_Page text_
Following the breakup of the Soviet Union and its Eastern Bloc many researchers anticipated the demise of state-owned enterprises (SOEs). The privatization movement throughout the world since the 1980s suggested that SOEs may simply have been a transitional organizational form destined to become a relic of history. However, even to this day, SOEs still generate approximately 10 percent of world GDP and represent about 20 percent of the global equity market. Their presence and relevance is particularly important in countries from Asia to Latin America and Africa, where they provide around 15 percent of GDP.
We argue that SOEs survived and in some cases thrived because they adapted and have become a type of hybrid organisation. Today’s SOEs are unlike their inefficient predecessors of the previous century in that they have created a mixed ownership of state and private ownership. The level of actual government control also varies, at times independently of the level of government shareholding. As such, we find SOEs such as Brazil’s Petrobras with a high level of ownership yet a low level of government control, and conversely others such as Energias de Portugal with relatively low government ownership but high level of government control. SOE goals may differ from private firms by having a lower focus on maximizing profits, instead concentrating on increasing market share or employment levels. Therefore, SOEs will behave, and are managed differently than private firms.

_Required tasks_
a: In the passage on state-owned enterprises, about what share of world GDP do these firms still generate?
b: Carry on the passage about state-owned enterprises, picking up right after its final sentence.

_Given information_
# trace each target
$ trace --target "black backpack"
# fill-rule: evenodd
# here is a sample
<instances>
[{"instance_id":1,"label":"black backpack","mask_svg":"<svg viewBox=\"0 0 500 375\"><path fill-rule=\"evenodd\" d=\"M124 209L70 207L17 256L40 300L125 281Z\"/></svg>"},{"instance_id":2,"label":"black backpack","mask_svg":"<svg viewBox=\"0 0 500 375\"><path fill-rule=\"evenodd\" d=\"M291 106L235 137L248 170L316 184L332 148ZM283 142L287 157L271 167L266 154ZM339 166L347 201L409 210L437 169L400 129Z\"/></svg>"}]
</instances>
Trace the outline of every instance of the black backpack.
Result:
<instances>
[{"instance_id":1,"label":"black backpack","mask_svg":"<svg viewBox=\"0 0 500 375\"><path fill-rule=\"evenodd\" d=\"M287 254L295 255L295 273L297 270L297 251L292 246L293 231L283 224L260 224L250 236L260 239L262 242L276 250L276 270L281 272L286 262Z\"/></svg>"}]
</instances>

_Exercise answers_
a: About 10 percent.

b:
Looking at the top academic management journals included in the Financial Times list of the top 45 journals for business schools over a 15 year period ending in 2014, we found that out of thousands of articles published only 39 (2.6/year) focused on the management of SOEs. While a vast majority of articles took a dichotomous view of SOEs, most researchers disagreed on the impact of ownership on firm performance. For example, Ralston and colleagues (2006) reported that Chinese managers perceived SOEs to be more competitive that private firms, while Goldeng and colleagues (2008) found that private firms in Norway outperformed SOEs. In addition, a majority (30 out of 39) of articles are focused on Chinese SOEs, and they make a very limited attempt to address whether their findings are relevant elsewhere. Thus, the existing research views state ownership as all or nothing, that is, an organization is either state-owned or not, and if state-owned, its management will fall under state control. We argue for a hybrid model where the state can own a proportion of a firm and exercise varying levels of control.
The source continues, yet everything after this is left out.